▶ _Stated exercise_
Retype the listing below line for line, without changing anything. Leave the pictures out of your answer.

▶ _Box annotations for the photos_
......
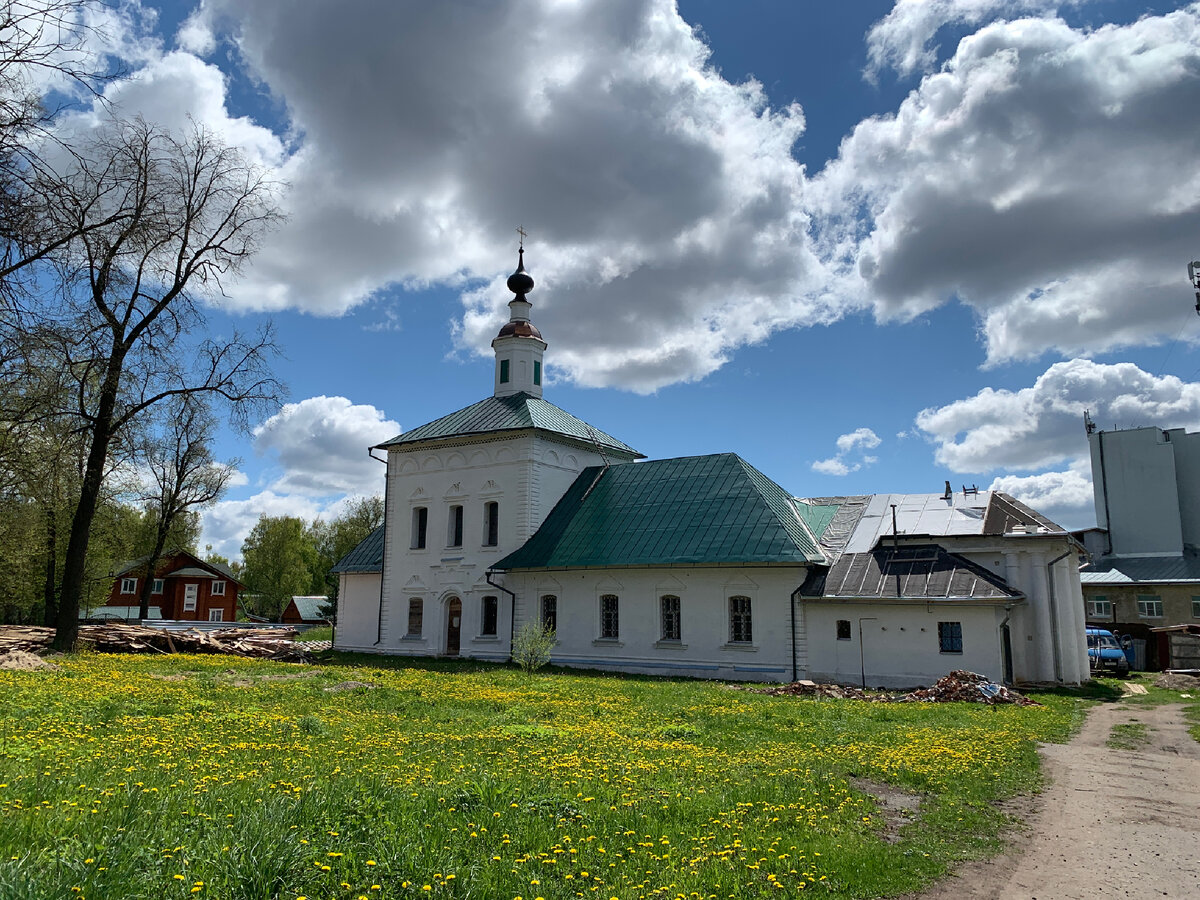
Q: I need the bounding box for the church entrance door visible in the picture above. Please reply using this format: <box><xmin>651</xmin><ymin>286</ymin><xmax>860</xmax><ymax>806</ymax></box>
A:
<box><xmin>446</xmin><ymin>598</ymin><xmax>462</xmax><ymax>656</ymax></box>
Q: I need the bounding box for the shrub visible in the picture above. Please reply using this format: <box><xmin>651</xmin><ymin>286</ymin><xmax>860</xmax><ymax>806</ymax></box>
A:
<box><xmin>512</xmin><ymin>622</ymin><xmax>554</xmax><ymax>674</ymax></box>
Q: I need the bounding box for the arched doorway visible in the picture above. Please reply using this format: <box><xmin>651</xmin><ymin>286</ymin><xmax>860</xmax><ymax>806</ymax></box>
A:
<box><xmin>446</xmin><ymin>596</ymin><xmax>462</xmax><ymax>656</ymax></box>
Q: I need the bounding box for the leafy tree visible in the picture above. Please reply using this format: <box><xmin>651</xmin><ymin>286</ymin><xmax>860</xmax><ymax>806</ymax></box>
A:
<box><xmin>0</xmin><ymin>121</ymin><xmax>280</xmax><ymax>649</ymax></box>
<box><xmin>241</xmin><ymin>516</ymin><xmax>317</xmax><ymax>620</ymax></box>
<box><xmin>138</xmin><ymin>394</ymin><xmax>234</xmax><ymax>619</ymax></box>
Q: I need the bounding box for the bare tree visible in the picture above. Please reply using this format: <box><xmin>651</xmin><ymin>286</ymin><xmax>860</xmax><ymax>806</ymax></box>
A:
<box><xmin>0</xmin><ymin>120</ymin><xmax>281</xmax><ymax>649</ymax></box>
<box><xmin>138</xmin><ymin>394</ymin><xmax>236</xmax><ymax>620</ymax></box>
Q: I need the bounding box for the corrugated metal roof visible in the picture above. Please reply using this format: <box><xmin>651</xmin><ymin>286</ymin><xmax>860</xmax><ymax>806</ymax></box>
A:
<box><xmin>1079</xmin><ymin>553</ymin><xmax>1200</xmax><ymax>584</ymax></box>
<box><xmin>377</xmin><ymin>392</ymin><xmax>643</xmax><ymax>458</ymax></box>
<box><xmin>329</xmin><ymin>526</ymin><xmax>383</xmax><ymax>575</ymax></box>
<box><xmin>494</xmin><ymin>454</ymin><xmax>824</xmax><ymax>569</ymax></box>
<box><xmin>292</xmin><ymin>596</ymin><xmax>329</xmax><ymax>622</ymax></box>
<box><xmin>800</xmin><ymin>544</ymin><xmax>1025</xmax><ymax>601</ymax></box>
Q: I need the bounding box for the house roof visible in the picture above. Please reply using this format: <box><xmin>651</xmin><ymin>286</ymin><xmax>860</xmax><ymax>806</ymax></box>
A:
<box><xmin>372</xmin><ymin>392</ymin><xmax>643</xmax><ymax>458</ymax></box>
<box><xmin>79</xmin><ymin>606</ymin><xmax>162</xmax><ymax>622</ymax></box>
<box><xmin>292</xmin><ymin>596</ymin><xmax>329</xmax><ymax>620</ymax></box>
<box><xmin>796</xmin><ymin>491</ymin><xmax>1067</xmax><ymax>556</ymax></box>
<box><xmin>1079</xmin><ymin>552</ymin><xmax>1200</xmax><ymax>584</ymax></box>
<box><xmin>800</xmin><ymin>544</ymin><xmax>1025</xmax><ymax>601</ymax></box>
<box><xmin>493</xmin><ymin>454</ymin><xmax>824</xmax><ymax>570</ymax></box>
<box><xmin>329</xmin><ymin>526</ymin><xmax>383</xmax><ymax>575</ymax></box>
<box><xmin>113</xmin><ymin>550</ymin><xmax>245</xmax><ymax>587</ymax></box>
......
▶ _Task solution_
Q: I need the bounding box for the church entrance door visible in the picture above. Please reply using this format: <box><xmin>651</xmin><ymin>286</ymin><xmax>860</xmax><ymax>806</ymax></box>
A:
<box><xmin>446</xmin><ymin>598</ymin><xmax>462</xmax><ymax>656</ymax></box>
Q: I need the bounding box for the shrub visible in the picture above. Please reply using this format: <box><xmin>651</xmin><ymin>286</ymin><xmax>860</xmax><ymax>806</ymax></box>
A:
<box><xmin>512</xmin><ymin>622</ymin><xmax>554</xmax><ymax>674</ymax></box>
Q: I need the bounding box for the arched doorway visible in the picture above. Please reply using this format: <box><xmin>651</xmin><ymin>286</ymin><xmax>860</xmax><ymax>806</ymax></box>
A:
<box><xmin>446</xmin><ymin>596</ymin><xmax>462</xmax><ymax>656</ymax></box>
Q: I need the bounding box for the leafy tree visible in the picture above. Please reply using this format: <box><xmin>651</xmin><ymin>286</ymin><xmax>860</xmax><ymax>806</ymax></box>
A:
<box><xmin>0</xmin><ymin>121</ymin><xmax>280</xmax><ymax>649</ymax></box>
<box><xmin>241</xmin><ymin>516</ymin><xmax>317</xmax><ymax>620</ymax></box>
<box><xmin>138</xmin><ymin>394</ymin><xmax>234</xmax><ymax>619</ymax></box>
Q: I need the bounding box for the bare tree visible in the picture above. Please reply using this format: <box><xmin>651</xmin><ymin>286</ymin><xmax>860</xmax><ymax>806</ymax></box>
A:
<box><xmin>0</xmin><ymin>120</ymin><xmax>281</xmax><ymax>649</ymax></box>
<box><xmin>138</xmin><ymin>394</ymin><xmax>236</xmax><ymax>620</ymax></box>
Q: I need the bounding box for the corrugated metal roof visible in the picture above. Please reply using this format: <box><xmin>651</xmin><ymin>286</ymin><xmax>860</xmax><ymax>806</ymax></box>
A:
<box><xmin>1079</xmin><ymin>553</ymin><xmax>1200</xmax><ymax>584</ymax></box>
<box><xmin>377</xmin><ymin>392</ymin><xmax>643</xmax><ymax>458</ymax></box>
<box><xmin>329</xmin><ymin>526</ymin><xmax>383</xmax><ymax>575</ymax></box>
<box><xmin>494</xmin><ymin>454</ymin><xmax>824</xmax><ymax>569</ymax></box>
<box><xmin>292</xmin><ymin>596</ymin><xmax>329</xmax><ymax>622</ymax></box>
<box><xmin>800</xmin><ymin>544</ymin><xmax>1025</xmax><ymax>601</ymax></box>
Q: I need the bounding box for the house roof visible in the picture above. Please reply using this format: <box><xmin>651</xmin><ymin>286</ymin><xmax>860</xmax><ymax>806</ymax></box>
A:
<box><xmin>372</xmin><ymin>392</ymin><xmax>643</xmax><ymax>458</ymax></box>
<box><xmin>79</xmin><ymin>606</ymin><xmax>162</xmax><ymax>622</ymax></box>
<box><xmin>292</xmin><ymin>596</ymin><xmax>329</xmax><ymax>620</ymax></box>
<box><xmin>796</xmin><ymin>491</ymin><xmax>1067</xmax><ymax>556</ymax></box>
<box><xmin>1079</xmin><ymin>552</ymin><xmax>1200</xmax><ymax>584</ymax></box>
<box><xmin>800</xmin><ymin>544</ymin><xmax>1025</xmax><ymax>601</ymax></box>
<box><xmin>493</xmin><ymin>454</ymin><xmax>824</xmax><ymax>570</ymax></box>
<box><xmin>329</xmin><ymin>526</ymin><xmax>383</xmax><ymax>575</ymax></box>
<box><xmin>113</xmin><ymin>550</ymin><xmax>245</xmax><ymax>587</ymax></box>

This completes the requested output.